— PASSAGE FOR REVIEW —
------------------------------

I was kept out of the military (aided by the fact that the United States happened to be between wars) by a near lethal ear infection that occurred toward the end of the summer before my sophomore year and landed me in the hospital for a radical mastoidectomy. The doctor felt the spongy, painful lump behind my left ear and announced, "He goes into the hospital tomorrow." The surgery took five hours, the doctors using a patch of skin from my thigh to build up the flesh in the passage of my inner ear. It was brave surgery, preventable now with antibiotics, that saved my life.

I was so irresponsibly desperate to return to school, and my show at WOUB, that, against the doctor's advice, I went back to Athens for my sophomore year in the fall with an enormous bandage on my head and a drainage tube feeding from my infected ear. My hearing was severely impacted and my equilibrium was fragile. To make matters worse I had to take a bus for the long trip back to Pittsburgh in order to be examined by the doctor every Saturday morning. While the infection gradually improved, my mediocre class work declined even more precipitously, almost to the point where I was faced with expulsion or withdrawal. My determination to keep up with my peers, as well as my enthusiasm for radio -- not to mention what H.L. Mencken once referred to as "the hot gas of youth" -- kept me in school, and I faked my way through my classes to compensate for my impaired hearing. Since childhood, I'd had a recurrent ear infection and hearing loss, often putting me behind and forcing me to find ways of hiding the disability. At one point, when my family lived in Houston, Texas, my mother enrolled me into a lip-reading class.

------------------------------

— EXERCISE INSTRUCTIONS —
(1) Set down the passage on the ear infection word for word, from "I was kept out" up to and including "saved my life.".
(2) Summarize the passage on the ear infection in two sentences.
(3) List every place name that appears in the passage on the ear infection.

— SUPPLIED MATERIAL —

------------------------------

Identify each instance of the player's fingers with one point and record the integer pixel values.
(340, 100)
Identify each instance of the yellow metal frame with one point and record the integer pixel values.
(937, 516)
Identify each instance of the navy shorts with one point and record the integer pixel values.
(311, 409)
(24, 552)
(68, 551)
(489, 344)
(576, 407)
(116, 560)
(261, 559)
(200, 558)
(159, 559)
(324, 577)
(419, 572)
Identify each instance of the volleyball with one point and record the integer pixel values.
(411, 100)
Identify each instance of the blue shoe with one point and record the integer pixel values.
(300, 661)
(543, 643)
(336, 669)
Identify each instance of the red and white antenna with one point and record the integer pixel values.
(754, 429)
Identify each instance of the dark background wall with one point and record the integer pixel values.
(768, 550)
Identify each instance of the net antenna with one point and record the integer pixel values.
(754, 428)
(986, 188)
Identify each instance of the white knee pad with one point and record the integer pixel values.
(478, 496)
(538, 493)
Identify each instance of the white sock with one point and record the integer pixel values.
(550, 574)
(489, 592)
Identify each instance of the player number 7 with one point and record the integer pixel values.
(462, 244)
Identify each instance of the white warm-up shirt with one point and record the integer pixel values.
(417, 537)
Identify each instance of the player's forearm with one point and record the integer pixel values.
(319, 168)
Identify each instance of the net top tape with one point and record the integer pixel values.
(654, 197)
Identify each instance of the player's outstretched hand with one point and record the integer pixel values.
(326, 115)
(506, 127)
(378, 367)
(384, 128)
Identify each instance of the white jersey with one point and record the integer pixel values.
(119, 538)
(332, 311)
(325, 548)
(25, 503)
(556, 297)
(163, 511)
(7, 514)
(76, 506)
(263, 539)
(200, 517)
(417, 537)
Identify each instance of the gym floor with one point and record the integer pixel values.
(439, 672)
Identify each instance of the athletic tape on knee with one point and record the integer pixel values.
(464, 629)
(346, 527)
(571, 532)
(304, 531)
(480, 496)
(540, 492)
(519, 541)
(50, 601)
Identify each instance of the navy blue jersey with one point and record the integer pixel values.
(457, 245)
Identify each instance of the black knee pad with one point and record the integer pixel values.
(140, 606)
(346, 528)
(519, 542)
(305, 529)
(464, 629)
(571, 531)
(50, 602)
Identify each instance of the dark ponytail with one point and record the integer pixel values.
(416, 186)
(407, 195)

------------------------------

— EXERCISE RESULTS —
(1)
I was kept out of the military (aided by the fact that the United States happened to be between wars) by a near lethal ear infection that occurred toward the end of the summer before my sophomore year and landed me in the hospital for a radical mastoidectomy. The doctor felt the spongy, painful lump behind my left ear and announced, "He goes into the hospital tomorrow." The surgery took five hours, the doctors using a patch of skin from my thigh to build up the flesh in the passage of my inner ear. It was brave surgery, preventable now with antibiotics, that saved my life.

(2) A near-lethal ear infection before the writer's sophomore year led to a five-hour radical mastoidectomy that saved the writer's life and, with the country between wars, kept the writer out of the military. Against the doctor's advice, the writer returned to school in Athens with a bandage and drainage tube and faced impaired hearing, fragile balance, weekly bus trips to Pittsburgh and sharply declining class work, but stayed in school by faking through classes, as the writer had long done to hide a recurrent hearing loss.

(3)
United States
Athens
Pittsburgh
Houston
Texas